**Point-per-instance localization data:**
Content starts

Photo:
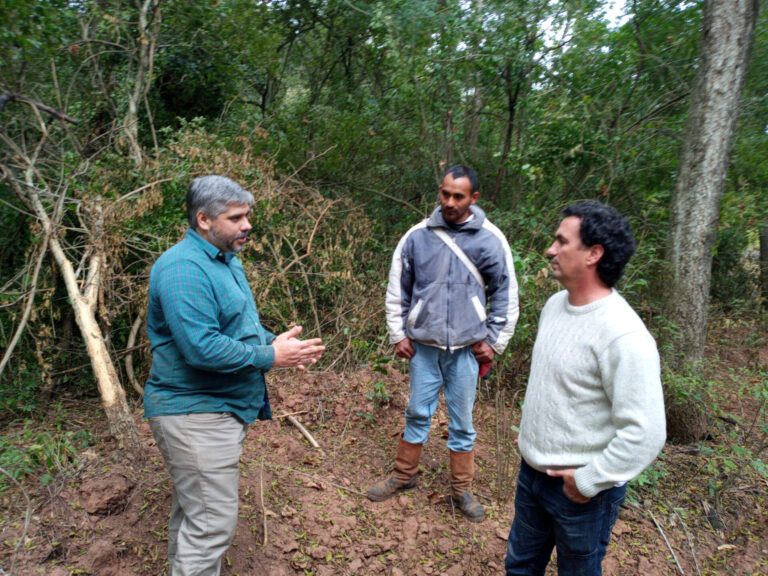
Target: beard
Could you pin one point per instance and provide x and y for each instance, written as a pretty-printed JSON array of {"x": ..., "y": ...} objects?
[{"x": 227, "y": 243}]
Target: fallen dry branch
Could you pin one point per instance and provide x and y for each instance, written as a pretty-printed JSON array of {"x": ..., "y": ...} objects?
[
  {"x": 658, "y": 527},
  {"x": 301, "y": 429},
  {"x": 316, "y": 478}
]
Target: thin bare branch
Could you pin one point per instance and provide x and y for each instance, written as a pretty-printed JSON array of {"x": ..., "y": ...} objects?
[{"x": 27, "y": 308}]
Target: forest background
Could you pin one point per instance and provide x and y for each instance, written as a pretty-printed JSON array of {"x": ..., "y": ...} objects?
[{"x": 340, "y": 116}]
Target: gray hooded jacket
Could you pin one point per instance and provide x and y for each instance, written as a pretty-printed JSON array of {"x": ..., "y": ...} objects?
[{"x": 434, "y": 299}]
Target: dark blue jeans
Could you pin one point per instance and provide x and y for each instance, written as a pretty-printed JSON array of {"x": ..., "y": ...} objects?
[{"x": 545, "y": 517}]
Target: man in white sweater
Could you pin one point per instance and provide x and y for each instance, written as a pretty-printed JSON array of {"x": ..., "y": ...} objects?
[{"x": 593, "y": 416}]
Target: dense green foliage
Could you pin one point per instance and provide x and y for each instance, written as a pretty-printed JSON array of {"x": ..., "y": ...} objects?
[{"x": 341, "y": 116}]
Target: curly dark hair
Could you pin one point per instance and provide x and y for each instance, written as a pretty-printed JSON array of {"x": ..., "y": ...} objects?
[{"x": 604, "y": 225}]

Content ends
Content starts

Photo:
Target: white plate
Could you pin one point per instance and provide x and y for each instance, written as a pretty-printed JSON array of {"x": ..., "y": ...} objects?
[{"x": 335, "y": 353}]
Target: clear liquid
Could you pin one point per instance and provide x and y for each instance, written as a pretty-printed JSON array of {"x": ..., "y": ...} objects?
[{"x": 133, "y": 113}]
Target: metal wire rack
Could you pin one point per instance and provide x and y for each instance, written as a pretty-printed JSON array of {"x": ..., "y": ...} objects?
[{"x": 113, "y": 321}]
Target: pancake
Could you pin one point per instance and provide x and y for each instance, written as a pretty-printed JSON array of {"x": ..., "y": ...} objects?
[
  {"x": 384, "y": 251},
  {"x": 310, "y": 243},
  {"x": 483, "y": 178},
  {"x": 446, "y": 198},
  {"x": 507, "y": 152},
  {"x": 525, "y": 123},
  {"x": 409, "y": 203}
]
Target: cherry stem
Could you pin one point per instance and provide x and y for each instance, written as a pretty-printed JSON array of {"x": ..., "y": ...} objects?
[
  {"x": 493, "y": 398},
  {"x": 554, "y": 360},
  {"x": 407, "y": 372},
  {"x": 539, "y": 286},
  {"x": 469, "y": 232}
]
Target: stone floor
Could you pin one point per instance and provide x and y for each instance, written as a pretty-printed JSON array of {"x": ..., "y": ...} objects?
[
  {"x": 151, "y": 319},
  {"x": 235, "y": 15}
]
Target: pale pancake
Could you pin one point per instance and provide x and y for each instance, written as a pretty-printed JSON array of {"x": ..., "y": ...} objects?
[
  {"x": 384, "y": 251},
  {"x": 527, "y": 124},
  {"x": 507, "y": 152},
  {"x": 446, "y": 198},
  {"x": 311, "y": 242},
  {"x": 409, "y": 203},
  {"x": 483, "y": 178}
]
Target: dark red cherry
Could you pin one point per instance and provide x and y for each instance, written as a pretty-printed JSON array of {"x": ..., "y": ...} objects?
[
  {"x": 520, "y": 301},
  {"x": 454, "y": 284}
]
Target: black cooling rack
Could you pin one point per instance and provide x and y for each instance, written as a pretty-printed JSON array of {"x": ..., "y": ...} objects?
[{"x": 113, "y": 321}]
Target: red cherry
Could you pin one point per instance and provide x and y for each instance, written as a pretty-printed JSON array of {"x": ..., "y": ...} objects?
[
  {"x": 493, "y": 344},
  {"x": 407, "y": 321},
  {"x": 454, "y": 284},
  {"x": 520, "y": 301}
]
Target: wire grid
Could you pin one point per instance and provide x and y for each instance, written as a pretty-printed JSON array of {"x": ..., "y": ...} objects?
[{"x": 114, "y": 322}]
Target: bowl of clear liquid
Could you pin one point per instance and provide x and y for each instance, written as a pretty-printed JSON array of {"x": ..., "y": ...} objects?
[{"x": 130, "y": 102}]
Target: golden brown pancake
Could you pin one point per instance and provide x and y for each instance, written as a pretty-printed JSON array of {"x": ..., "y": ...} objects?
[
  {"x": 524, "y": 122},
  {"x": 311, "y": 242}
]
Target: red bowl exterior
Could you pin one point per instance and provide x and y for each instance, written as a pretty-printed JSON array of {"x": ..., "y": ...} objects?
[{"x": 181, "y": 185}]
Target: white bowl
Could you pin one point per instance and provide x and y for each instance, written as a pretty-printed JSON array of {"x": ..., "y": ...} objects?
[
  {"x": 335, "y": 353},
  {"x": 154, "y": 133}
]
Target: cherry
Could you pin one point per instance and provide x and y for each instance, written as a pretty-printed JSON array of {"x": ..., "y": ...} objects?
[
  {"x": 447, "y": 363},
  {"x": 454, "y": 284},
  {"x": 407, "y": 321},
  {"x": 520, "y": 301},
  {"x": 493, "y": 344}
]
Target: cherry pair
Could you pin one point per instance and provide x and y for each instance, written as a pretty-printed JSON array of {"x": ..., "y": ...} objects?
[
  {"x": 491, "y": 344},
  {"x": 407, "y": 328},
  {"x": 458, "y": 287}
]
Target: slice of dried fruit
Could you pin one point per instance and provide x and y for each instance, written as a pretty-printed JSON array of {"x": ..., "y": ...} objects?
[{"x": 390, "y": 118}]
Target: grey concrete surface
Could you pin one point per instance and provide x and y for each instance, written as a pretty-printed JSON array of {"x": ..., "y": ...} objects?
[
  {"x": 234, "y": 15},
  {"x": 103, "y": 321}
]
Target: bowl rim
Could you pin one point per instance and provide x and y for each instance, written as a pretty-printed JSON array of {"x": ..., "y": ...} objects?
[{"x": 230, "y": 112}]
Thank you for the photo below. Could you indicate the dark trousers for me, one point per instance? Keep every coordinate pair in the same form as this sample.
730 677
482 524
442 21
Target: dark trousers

Content ends
Content starts

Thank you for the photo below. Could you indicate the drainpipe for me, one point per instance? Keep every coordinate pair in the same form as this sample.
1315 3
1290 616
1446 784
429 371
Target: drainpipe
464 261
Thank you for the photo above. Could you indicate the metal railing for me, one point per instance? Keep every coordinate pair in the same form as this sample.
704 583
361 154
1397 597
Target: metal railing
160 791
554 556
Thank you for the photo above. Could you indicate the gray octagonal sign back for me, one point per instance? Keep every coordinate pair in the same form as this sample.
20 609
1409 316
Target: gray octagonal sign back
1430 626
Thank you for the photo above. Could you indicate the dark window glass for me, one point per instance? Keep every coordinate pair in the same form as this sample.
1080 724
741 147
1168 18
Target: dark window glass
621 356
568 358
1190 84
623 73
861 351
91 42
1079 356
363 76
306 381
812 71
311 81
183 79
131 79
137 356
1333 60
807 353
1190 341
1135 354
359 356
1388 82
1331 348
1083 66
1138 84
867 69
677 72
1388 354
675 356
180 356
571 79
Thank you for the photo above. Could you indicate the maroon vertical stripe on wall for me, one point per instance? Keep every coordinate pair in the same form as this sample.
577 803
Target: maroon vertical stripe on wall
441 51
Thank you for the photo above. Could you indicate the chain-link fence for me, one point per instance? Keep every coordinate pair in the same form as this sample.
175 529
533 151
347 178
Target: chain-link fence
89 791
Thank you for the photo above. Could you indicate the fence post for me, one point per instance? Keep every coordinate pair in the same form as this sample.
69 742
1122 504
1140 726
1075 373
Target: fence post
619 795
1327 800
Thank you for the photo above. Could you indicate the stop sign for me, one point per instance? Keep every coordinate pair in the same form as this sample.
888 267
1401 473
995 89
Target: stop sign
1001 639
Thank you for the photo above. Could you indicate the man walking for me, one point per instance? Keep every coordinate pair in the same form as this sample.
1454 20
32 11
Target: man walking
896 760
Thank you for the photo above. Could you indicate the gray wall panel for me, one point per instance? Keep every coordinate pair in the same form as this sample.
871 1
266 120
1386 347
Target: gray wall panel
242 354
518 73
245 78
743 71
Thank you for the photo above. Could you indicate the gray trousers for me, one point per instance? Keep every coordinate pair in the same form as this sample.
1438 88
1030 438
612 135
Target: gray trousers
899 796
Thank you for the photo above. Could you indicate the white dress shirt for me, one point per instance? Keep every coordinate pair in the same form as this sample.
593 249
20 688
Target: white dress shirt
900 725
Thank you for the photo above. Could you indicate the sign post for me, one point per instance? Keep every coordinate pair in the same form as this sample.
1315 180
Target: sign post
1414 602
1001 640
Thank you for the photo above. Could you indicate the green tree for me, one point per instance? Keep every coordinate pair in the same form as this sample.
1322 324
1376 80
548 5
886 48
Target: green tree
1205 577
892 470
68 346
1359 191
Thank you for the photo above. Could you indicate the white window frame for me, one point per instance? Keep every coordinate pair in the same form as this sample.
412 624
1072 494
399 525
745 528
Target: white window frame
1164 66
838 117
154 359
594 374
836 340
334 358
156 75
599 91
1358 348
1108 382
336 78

Content ends

Using the data above, print exactly the lines from the line that contains "Target: cherry stem" through the line that contains "Target: stone floor", with both included.

**EXERCISE RESPONSE:**
Target: cherry stem
Could you pin one point per instance and provide x and y for each instance, written as a pretty-printed JSON array of {"x": ..., "y": ...} objects?
[
  {"x": 493, "y": 398},
  {"x": 554, "y": 360},
  {"x": 407, "y": 372},
  {"x": 539, "y": 286},
  {"x": 469, "y": 232}
]
Target: stone floor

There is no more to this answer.